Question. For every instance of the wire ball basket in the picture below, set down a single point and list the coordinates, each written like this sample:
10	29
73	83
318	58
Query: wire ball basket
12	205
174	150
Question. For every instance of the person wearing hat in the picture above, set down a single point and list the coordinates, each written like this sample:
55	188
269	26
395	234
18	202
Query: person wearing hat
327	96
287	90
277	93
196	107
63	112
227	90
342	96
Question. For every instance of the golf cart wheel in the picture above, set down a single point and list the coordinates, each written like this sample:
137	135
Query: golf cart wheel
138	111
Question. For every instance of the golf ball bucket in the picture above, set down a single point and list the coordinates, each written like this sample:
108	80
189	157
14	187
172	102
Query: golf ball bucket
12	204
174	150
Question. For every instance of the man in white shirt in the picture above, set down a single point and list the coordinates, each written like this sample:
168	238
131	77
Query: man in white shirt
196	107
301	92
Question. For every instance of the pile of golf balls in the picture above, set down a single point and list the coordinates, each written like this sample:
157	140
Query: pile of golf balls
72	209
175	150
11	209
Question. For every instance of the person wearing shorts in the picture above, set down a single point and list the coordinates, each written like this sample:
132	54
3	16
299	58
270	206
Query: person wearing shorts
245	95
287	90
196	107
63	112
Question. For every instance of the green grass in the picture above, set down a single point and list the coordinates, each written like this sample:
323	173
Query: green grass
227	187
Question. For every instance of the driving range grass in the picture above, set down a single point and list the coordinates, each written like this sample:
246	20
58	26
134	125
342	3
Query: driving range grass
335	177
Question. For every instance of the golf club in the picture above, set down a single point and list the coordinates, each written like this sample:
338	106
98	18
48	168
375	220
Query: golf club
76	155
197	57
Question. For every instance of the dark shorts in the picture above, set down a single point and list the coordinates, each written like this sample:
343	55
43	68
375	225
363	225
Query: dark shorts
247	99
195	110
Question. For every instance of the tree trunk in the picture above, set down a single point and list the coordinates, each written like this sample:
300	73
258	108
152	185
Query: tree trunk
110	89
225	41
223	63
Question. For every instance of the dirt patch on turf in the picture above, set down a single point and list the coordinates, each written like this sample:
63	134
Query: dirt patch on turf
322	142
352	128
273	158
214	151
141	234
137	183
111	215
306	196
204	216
------------------------------------------------------------
YOUR OBJECTIVE: Please print the material again in full, exactly as it is.

SOLUTION TO THIS PROBLEM:
Question. For every instance of the wire ball basket in the picture below, set down a single point and list the coordinates, each written like this sample:
10	29
73	83
318	58
Query: wire ball basket
12	205
174	150
Question. For every instance of the person wearing hat in the picture above, set down a single point and list the coordinates, each written like this sample:
55	188
269	26
395	234
18	202
Query: person wearing hat
327	96
287	90
277	93
196	107
63	112
227	90
342	96
Question. For every instance of the golf cart wheel in the picture above, set down a single point and list the coordinates, each written like this sample:
137	135
Query: golf cart wheel
138	111
Question. For every instance of the golf ball bucket in the picture above, set down a single point and list the coordinates, each written like this sample:
108	80
189	157
14	187
172	102
Query: golf ball bucket
12	204
174	150
Question. For every instance of the man in white shirt in the picture above, set down a single point and list the coordinates, each written like this sample:
168	238
131	77
Query: man in white shirt
196	107
301	92
Question. For every instance of the pile of golf balls in the picture above, set down a single point and list the coordinates, each written like this sample:
157	140
Query: pile of golf balls
72	209
175	150
11	209
Question. For every instance of the person wearing shorts in the picture above, set down a single point and list the coordinates, each written like this sample:
132	54
3	16
299	58
270	206
Query: person wearing shorts
245	95
287	90
196	107
63	112
Question. For every instance of the green grass in the picture above, set down a single point and list the coordinates, each written like this sample:
323	173
Query: green grass
227	187
Question. For every instance of the driving range grass in the picture above, set down a single point and list the coordinates, each written like this sample:
246	20
58	26
134	125
342	3
Query: driving range grass
335	177
Question. For every instance of the golf club in the picture above, set down a single point and list the coordinates, each written like this sample:
338	106
98	18
48	168
375	220
Query: golf club
76	155
197	57
Question. For every instance of the dark shorts in the picture above, set down a single point and list the coordinates, each written like this sample:
343	55
43	68
375	225
363	225
Query: dark shorts
247	99
195	110
Question. For every instance of the tree trunk in the picture above, set down a single point and list the coordinates, each written like this sample:
300	73
258	108
152	185
Query: tree trunk
110	89
225	41
223	63
Question. For every instance of the dirt patch on turf in the picture above, set down a single point and list the coordinates, each written like this sample:
63	134
Query: dirt patch on turf
322	142
352	128
273	158
214	151
141	234
137	183
111	215
306	196
204	216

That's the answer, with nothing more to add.